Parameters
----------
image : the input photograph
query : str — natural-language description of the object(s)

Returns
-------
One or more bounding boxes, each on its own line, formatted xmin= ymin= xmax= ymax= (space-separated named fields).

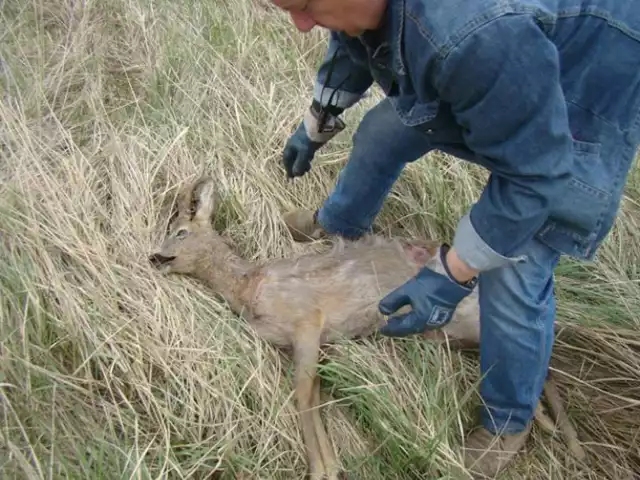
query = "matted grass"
xmin=0 ymin=0 xmax=640 ymax=479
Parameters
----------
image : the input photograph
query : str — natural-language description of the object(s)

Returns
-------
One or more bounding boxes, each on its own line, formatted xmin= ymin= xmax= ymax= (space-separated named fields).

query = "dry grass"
xmin=0 ymin=0 xmax=640 ymax=479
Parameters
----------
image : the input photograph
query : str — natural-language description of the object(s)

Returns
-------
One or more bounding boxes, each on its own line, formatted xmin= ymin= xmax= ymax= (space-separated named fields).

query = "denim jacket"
xmin=314 ymin=0 xmax=640 ymax=271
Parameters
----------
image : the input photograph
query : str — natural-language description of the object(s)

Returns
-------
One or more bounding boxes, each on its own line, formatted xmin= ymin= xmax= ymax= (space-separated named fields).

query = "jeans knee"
xmin=478 ymin=240 xmax=560 ymax=336
xmin=352 ymin=99 xmax=432 ymax=172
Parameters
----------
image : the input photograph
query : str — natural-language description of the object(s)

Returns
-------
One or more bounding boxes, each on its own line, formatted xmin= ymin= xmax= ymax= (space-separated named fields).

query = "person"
xmin=271 ymin=0 xmax=640 ymax=476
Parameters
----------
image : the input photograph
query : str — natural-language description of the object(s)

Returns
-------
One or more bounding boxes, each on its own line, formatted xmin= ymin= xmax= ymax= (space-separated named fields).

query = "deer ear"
xmin=193 ymin=177 xmax=216 ymax=223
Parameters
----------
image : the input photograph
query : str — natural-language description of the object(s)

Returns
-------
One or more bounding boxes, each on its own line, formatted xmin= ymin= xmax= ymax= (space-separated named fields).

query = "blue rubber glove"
xmin=378 ymin=245 xmax=476 ymax=337
xmin=282 ymin=100 xmax=345 ymax=178
xmin=282 ymin=122 xmax=324 ymax=178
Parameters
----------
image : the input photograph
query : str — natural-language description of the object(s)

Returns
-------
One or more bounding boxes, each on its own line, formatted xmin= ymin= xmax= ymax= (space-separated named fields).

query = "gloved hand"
xmin=282 ymin=100 xmax=345 ymax=178
xmin=378 ymin=245 xmax=476 ymax=337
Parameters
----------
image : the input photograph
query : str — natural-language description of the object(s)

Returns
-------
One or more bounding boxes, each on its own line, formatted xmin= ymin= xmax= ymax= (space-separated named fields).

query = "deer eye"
xmin=176 ymin=228 xmax=189 ymax=240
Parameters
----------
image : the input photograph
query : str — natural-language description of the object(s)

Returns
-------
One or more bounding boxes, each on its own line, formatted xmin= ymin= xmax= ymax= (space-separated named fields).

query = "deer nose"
xmin=149 ymin=253 xmax=176 ymax=268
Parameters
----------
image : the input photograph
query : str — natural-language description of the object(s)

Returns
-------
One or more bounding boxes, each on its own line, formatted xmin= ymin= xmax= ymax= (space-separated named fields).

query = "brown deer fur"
xmin=150 ymin=177 xmax=584 ymax=479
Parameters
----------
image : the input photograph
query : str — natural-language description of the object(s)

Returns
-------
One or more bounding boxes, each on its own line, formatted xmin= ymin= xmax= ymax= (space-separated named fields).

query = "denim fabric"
xmin=314 ymin=0 xmax=640 ymax=432
xmin=315 ymin=0 xmax=640 ymax=270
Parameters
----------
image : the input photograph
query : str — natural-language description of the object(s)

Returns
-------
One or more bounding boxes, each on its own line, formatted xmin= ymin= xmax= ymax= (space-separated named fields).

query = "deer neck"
xmin=195 ymin=238 xmax=255 ymax=315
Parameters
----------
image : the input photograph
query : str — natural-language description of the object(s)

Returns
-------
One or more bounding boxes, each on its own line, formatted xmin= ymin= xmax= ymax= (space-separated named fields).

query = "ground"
xmin=0 ymin=0 xmax=640 ymax=479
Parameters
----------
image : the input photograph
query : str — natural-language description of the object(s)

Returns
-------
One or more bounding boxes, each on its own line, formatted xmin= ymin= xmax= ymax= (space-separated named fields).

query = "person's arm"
xmin=313 ymin=32 xmax=373 ymax=114
xmin=434 ymin=15 xmax=573 ymax=272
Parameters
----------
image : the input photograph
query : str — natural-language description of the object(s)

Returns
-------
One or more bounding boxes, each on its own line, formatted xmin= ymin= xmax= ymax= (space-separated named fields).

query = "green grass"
xmin=0 ymin=0 xmax=640 ymax=479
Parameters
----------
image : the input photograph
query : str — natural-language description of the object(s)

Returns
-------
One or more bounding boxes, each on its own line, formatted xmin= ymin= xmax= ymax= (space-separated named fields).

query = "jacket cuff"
xmin=453 ymin=213 xmax=526 ymax=272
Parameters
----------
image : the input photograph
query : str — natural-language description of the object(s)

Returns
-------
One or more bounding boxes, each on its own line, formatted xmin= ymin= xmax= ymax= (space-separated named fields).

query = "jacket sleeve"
xmin=435 ymin=15 xmax=573 ymax=271
xmin=313 ymin=31 xmax=373 ymax=110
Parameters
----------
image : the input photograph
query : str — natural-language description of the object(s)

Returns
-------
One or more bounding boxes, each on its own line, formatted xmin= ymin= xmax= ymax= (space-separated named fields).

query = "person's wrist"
xmin=445 ymin=247 xmax=480 ymax=284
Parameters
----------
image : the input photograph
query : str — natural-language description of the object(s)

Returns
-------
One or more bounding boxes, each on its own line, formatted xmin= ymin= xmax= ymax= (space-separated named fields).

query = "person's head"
xmin=271 ymin=0 xmax=387 ymax=36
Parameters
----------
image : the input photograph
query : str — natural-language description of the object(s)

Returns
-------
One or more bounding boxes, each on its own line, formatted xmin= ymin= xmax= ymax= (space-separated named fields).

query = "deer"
xmin=148 ymin=175 xmax=584 ymax=480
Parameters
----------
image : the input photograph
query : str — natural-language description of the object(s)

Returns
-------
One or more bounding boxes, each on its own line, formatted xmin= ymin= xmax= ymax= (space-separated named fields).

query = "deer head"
xmin=149 ymin=176 xmax=218 ymax=275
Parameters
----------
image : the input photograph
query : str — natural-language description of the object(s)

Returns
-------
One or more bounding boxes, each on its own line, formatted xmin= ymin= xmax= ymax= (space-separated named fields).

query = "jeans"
xmin=318 ymin=100 xmax=560 ymax=433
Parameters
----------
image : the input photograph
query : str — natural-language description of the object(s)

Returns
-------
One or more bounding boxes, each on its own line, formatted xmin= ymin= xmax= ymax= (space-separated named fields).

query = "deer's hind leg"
xmin=293 ymin=312 xmax=327 ymax=480
xmin=313 ymin=375 xmax=347 ymax=479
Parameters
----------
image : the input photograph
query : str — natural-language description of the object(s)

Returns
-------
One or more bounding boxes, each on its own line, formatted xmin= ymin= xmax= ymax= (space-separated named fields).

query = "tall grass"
xmin=0 ymin=0 xmax=640 ymax=479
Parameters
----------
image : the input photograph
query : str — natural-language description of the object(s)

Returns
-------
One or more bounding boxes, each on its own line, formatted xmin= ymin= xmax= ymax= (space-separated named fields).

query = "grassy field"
xmin=0 ymin=0 xmax=640 ymax=479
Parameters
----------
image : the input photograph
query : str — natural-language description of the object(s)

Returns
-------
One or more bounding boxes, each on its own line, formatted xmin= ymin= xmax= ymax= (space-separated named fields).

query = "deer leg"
xmin=293 ymin=325 xmax=325 ymax=480
xmin=313 ymin=375 xmax=346 ymax=480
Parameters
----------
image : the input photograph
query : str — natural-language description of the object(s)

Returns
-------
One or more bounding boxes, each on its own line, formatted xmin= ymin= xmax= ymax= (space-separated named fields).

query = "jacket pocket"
xmin=536 ymin=140 xmax=614 ymax=259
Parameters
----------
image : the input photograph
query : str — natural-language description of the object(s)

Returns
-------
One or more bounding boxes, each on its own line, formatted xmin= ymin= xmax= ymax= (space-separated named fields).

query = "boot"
xmin=463 ymin=423 xmax=531 ymax=479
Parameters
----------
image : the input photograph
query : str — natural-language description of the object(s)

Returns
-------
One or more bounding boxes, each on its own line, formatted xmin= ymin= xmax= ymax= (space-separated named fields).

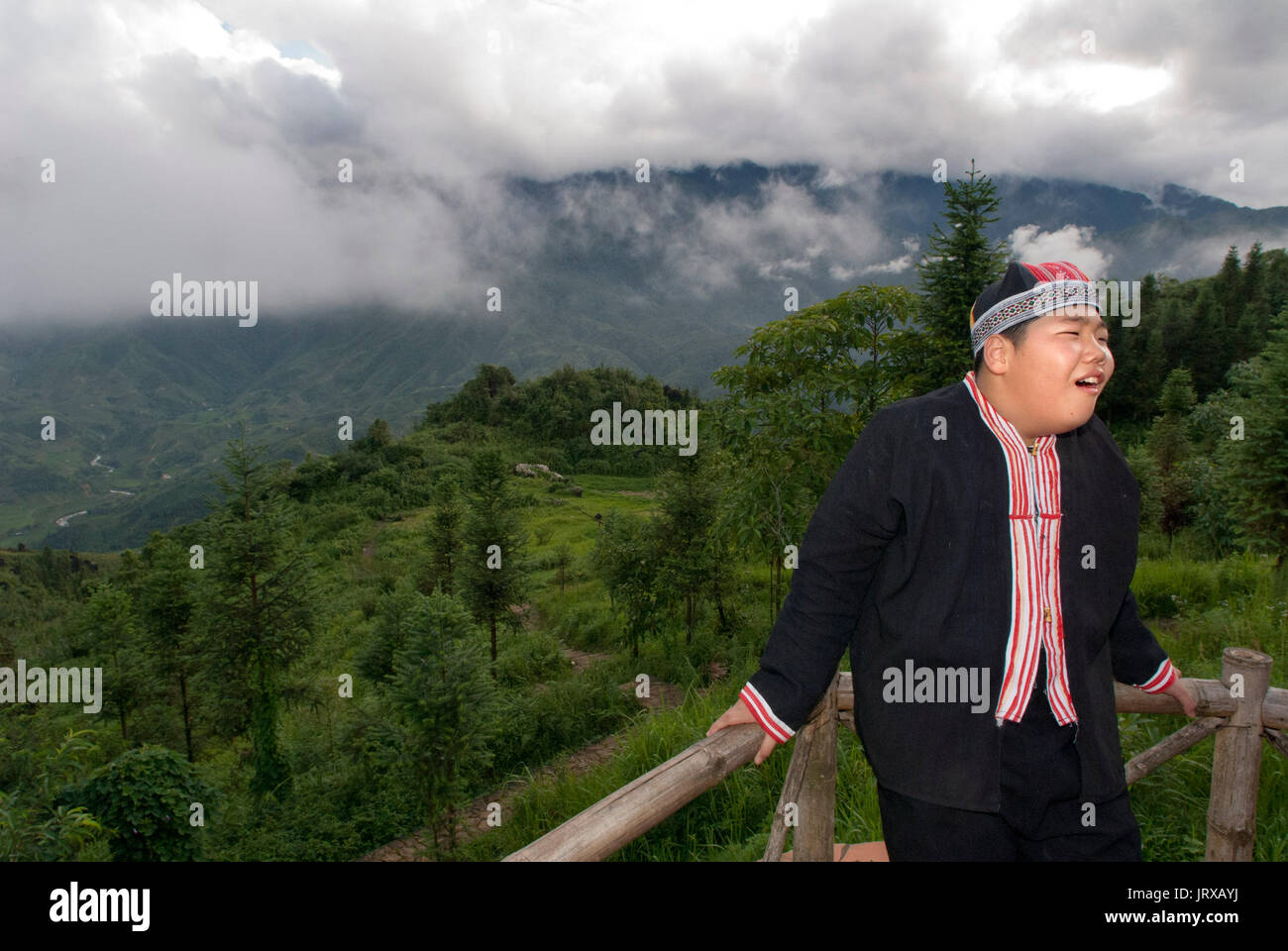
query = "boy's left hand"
xmin=1163 ymin=668 xmax=1198 ymax=716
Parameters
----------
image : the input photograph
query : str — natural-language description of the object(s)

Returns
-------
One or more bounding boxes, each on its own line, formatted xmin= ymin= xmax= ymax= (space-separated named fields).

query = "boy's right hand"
xmin=707 ymin=697 xmax=778 ymax=766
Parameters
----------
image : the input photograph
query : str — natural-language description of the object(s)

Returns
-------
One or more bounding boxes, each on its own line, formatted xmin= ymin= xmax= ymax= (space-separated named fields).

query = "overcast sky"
xmin=0 ymin=0 xmax=1288 ymax=324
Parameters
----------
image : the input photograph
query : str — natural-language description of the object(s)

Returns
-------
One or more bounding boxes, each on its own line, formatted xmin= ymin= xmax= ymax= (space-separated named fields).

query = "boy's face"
xmin=989 ymin=304 xmax=1115 ymax=437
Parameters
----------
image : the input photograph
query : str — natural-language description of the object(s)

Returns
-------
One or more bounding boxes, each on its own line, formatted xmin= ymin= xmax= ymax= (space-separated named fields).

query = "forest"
xmin=0 ymin=170 xmax=1288 ymax=861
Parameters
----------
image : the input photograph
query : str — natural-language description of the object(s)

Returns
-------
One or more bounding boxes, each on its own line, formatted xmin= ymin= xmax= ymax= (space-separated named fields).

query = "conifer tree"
xmin=206 ymin=427 xmax=313 ymax=795
xmin=380 ymin=591 xmax=497 ymax=849
xmin=81 ymin=580 xmax=143 ymax=742
xmin=917 ymin=159 xmax=1008 ymax=391
xmin=139 ymin=532 xmax=201 ymax=763
xmin=429 ymin=476 xmax=465 ymax=594
xmin=461 ymin=449 xmax=528 ymax=680
xmin=1147 ymin=368 xmax=1195 ymax=541
xmin=1231 ymin=308 xmax=1288 ymax=569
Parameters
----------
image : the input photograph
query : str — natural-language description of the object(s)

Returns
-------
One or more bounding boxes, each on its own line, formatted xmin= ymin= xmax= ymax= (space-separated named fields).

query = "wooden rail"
xmin=503 ymin=647 xmax=1288 ymax=862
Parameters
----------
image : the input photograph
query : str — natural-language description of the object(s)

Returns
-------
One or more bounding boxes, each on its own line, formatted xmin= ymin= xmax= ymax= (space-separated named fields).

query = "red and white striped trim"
xmin=1134 ymin=657 xmax=1176 ymax=693
xmin=963 ymin=372 xmax=1078 ymax=724
xmin=738 ymin=682 xmax=796 ymax=744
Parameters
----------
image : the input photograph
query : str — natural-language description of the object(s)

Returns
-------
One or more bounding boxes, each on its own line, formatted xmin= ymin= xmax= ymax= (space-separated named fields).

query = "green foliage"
xmin=496 ymin=630 xmax=570 ymax=687
xmin=139 ymin=532 xmax=203 ymax=762
xmin=593 ymin=511 xmax=675 ymax=657
xmin=381 ymin=591 xmax=496 ymax=840
xmin=0 ymin=729 xmax=107 ymax=862
xmin=80 ymin=579 xmax=146 ymax=741
xmin=1216 ymin=308 xmax=1288 ymax=569
xmin=461 ymin=450 xmax=529 ymax=665
xmin=429 ymin=476 xmax=465 ymax=594
xmin=70 ymin=744 xmax=216 ymax=862
xmin=917 ymin=159 xmax=1006 ymax=393
xmin=1146 ymin=368 xmax=1194 ymax=539
xmin=424 ymin=365 xmax=702 ymax=478
xmin=206 ymin=422 xmax=314 ymax=795
xmin=554 ymin=600 xmax=617 ymax=651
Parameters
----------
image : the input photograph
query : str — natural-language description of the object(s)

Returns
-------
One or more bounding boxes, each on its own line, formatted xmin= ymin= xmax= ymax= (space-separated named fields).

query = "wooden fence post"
xmin=1207 ymin=647 xmax=1272 ymax=862
xmin=793 ymin=676 xmax=840 ymax=862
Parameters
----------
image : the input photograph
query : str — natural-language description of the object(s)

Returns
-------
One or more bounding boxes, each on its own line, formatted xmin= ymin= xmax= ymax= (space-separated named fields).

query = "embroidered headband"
xmin=970 ymin=261 xmax=1100 ymax=355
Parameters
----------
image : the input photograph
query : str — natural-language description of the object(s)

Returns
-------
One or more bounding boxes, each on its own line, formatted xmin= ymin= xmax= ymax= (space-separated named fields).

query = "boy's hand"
xmin=707 ymin=697 xmax=778 ymax=766
xmin=1163 ymin=665 xmax=1198 ymax=716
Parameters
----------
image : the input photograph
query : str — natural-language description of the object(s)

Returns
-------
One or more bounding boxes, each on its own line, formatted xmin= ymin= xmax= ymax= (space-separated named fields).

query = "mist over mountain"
xmin=0 ymin=162 xmax=1288 ymax=550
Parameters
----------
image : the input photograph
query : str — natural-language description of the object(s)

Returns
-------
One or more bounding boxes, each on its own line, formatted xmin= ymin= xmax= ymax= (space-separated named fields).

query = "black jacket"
xmin=743 ymin=380 xmax=1169 ymax=810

Task details: Please identify every line in the rows above that contains the string "deer" and copy each one. Matching is case-sensitive.

In response:
query = "deer ear"
query = "deer eye"
query = "deer nose"
query = "brown deer fur"
query = "deer neck"
query = "deer"
query = "deer head"
query = "deer's hind leg"
query = "deer leg"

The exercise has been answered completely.